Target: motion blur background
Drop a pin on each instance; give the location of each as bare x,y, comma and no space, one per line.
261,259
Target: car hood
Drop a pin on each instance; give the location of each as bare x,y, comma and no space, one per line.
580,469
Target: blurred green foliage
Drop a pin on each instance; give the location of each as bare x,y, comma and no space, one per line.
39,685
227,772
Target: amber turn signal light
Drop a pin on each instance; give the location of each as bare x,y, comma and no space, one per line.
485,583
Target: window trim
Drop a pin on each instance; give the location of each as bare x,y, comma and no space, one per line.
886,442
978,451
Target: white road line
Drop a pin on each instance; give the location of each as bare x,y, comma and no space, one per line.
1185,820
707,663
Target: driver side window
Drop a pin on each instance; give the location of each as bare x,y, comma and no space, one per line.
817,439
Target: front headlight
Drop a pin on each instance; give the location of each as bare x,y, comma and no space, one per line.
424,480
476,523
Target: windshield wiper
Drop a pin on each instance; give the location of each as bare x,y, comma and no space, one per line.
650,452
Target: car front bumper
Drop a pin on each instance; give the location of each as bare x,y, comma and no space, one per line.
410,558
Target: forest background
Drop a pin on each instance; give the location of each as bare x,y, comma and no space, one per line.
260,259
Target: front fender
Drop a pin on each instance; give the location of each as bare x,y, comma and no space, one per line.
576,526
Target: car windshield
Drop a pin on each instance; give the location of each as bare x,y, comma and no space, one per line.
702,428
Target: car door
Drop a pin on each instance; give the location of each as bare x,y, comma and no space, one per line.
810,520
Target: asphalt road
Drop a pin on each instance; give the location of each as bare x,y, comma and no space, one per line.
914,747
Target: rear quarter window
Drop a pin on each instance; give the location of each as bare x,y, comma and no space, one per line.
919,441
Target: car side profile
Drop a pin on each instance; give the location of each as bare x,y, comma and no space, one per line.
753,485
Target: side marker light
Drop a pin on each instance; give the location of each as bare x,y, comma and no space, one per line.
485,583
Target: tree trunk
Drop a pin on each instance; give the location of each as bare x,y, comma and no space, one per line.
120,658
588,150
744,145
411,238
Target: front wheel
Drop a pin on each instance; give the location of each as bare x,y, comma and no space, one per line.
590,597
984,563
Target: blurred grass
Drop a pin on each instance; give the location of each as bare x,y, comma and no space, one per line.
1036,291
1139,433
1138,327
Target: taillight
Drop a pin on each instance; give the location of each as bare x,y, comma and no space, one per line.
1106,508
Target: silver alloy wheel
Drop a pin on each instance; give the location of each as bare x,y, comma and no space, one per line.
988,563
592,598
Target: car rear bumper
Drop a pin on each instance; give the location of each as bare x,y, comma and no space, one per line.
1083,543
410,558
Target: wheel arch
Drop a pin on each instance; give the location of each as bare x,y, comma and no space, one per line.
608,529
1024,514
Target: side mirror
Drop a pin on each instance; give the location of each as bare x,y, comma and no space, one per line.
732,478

**Sua tarefa:** Por favor, coloque todos os dados acima em um CSV de duas colunas, "enunciado" e "resposta", com uma linha para cada texto e sua resposta. Coloque cada campo entre aspas e troque as quebras de linha por espaços.

**Resultado abaixo:**
enunciado,resposta
"Target: motion blur background Drop a pin on each instance; give the location of each as bare x,y, comma and no space, one per line.","261,259"
"Target: car hood Drop a pin on each instance; give the location of each as bare x,y, comma and no space, one per line.","580,469"
"Target: blurred green foliage Drop a pin on each instance; give the location of each as bare x,y, comma and no space, one per line.","39,685 227,772"
"Target: amber turn signal light Drop a pin on each instance; give the location of each as bare x,y, comma and no space, one per line.","485,583"
"Target: window trim Drop a pin on each instance; give the location of each as bare x,y, comma and no space, one per line.","886,442 978,451"
"Target: white road line Drop a pin on each instance; give the location of each as bare x,y, comma and no space, one per line.","1185,820 707,663"
"Target: driver side window Drop a pin on each instance; give the location of each as bare x,y, comma and no space, one per line.","817,439"
"Target: front headlight Drop a pin on each instance; give the location of each as bare x,y, comma and no space, one per line.","424,480 476,523"
"Target: windshield wiper Drop a pin on each instance; give the location of each as bare x,y, comma and no space, one per line.","650,452"
"Target: car front bumper Drop a pin on each instance; give the location of each as bare x,y, comma and no space, one per line.","410,558"
"Target: forest background Drop a pin on each instance; give the location of each as bare x,y, comma and no space, one per line.","260,259"
"Target: front fender Drop a pin on each instance; give the location of each as bare x,y, comma and no space, one per line.","576,526"
"Target: car windshield Drop a pin on each instance; give the location of each as bare x,y, comma and no space, one per line.","702,428"
"Target: car door Drop a pin on each instance; give the location of each as bare x,y, comma and no space, one per line.","810,520"
"Target: asphalt road Drop a pin on each instance; give the location of each as bare x,y, comma and no space, one per line.","914,747"
"Target: rear quarter window Drop a pin on each instance; give the location of each as bare x,y, comma and no space, one per line.","919,441"
"Target: car side profile Drop a pin on each instance; give the location of each as bare x,y, comma and no space, one per line.","753,485"
"Target: side marker light Drop a pin on each instance; give the location of each as bare x,y, comma and no space, one per line.","485,583"
"Target: tree trunk Drop a pin on each instance; give the location of each as bare x,y, comma and no space, one per line.","120,658 588,150 744,145 411,238"
"Target: front wheel Drop a pin on each instance; give the location of each as bare x,y, comma and no space, one per line.","590,597 984,563"
"Target: blurred grass Drop a pin on each instance; give the location of each as bare x,y, comma and no space, one per line.","1036,291 1139,433 1138,327"
"Target: taillight Drop a pin on each instance; give the location of each as bare x,y, comma and no space, one per line.","1106,508"
"Target: silver alloy wheel Drop a pin on each instance; give the location of each as bare x,y, comma and no space, one per line.","988,563 592,598"
"Target: car rear bumper Drop a pin on each instance; give the location of each as bare x,y, comma and no space, one per line.","1083,543 410,558"
"Target: wheel arch Drop a pin on each instance; give the location of each as bare x,y, comma and no space, one per line.","608,529 1024,514"
"Target: side mirror Drop a pin on each instance; give the location of each as bare x,y, comma and no space, one per line.","732,478"